-- BEGIN Entries --

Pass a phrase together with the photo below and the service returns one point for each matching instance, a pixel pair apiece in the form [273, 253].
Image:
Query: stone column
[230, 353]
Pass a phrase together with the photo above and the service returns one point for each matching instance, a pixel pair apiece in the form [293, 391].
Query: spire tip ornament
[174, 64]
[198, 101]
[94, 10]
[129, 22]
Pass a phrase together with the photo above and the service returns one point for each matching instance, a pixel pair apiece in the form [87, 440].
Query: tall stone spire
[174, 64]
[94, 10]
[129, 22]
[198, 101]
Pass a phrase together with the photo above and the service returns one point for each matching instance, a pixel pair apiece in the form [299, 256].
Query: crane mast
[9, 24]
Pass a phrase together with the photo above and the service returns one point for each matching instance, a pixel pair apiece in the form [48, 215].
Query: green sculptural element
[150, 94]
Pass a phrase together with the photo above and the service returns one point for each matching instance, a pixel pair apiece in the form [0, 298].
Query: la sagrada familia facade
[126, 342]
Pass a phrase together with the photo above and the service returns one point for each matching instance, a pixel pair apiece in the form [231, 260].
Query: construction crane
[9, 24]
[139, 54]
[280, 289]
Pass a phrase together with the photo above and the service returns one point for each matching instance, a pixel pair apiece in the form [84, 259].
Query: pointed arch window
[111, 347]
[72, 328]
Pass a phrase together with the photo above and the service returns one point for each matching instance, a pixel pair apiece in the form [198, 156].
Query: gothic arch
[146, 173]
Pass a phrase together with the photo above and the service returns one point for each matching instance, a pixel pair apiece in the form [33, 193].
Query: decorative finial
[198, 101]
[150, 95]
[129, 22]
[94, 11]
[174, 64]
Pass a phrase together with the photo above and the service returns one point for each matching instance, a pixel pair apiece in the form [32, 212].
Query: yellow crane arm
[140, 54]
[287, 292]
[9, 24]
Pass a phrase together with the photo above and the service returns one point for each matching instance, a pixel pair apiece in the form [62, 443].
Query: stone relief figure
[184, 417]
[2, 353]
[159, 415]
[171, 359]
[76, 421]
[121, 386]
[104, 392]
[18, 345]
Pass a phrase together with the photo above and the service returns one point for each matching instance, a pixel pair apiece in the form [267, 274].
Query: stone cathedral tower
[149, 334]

-- END Entries --

Arrange every line of the records above as a JSON list of strings, one string per line, leaving out blank lines.

● **Final answer**:
[
  "Pass a phrase together with the photo below and the service returns one point for each matching instance, a pixel pair apiece in the form [273, 253].",
  "Image:",
  "Query: stone column",
  "[230, 353]",
  "Pass a phrase together with the photo above and the service returns one point for each matching instance, a pixel pair apiece in the form [293, 391].",
  "Query: spire tip ornament",
  "[174, 64]",
  "[198, 101]",
  "[94, 10]",
  "[129, 22]",
  "Pass a phrase together with the photo above and the service returns one point for each matching instance, a pixel pair apiece in the form [87, 440].",
  "Query: tall stone spire",
  "[174, 64]",
  "[94, 10]",
  "[129, 22]",
  "[198, 101]",
  "Pass a phrase together with the photo above and the service returns one point for each matching instance, a pixel pair apiece in the form [299, 256].",
  "Query: crane mast",
  "[9, 24]",
  "Pass a phrase together with the photo above and the service returns one point for each matching instance, a pixel pair apiece in the form [48, 215].",
  "Query: green sculptural element",
  "[150, 94]",
  "Pass a phrase together with the photo above and the service returns one point for each matching instance, a pixel pair apiece in the form [0, 298].",
  "Query: la sagrada familia facade",
  "[126, 342]",
  "Pass a phrase together with the photo above and the service returns one point for each matching instance, a pixel pair apiece in the form [231, 260].",
  "Query: construction crane",
  "[9, 24]",
  "[139, 54]",
  "[280, 289]",
  "Pass a phrase together with the photo above and the service returns one point for each matching instance, a pixel pair apiece in the form [84, 259].",
  "Query: pointed arch window",
  "[111, 347]",
  "[72, 328]",
  "Pass a phrase together with the photo above and the service returns one point for each matching instance, a pixel pair apiece in the form [198, 156].",
  "Query: gothic arch",
  "[146, 173]",
  "Pass a phrase together with the photo above and the service returns one point for each matching instance, a pixel pair apiece in the form [33, 193].",
  "Query: decorative finial",
  "[198, 101]",
  "[150, 95]",
  "[129, 22]",
  "[94, 11]",
  "[174, 64]",
  "Pass a phrase together with the photo above and the service returns one point for each matching instance, a pixel pair apiece in the form [32, 212].",
  "Query: yellow crane arm",
  "[140, 54]",
  "[287, 292]",
  "[9, 24]",
  "Pass a phrase together with the photo above and the service returns one point for each matching instance, a pixel pair apiece in the form [62, 443].",
  "Query: stone relief figure",
  "[184, 417]",
  "[2, 353]",
  "[159, 415]",
  "[171, 359]",
  "[76, 421]",
  "[121, 386]",
  "[104, 392]",
  "[18, 345]",
  "Pass a phrase together with the photo above and the service returns one point for each matching instance, a pixel pair apiece in the form [267, 274].",
  "Query: stone cathedral tower",
  "[149, 334]"
]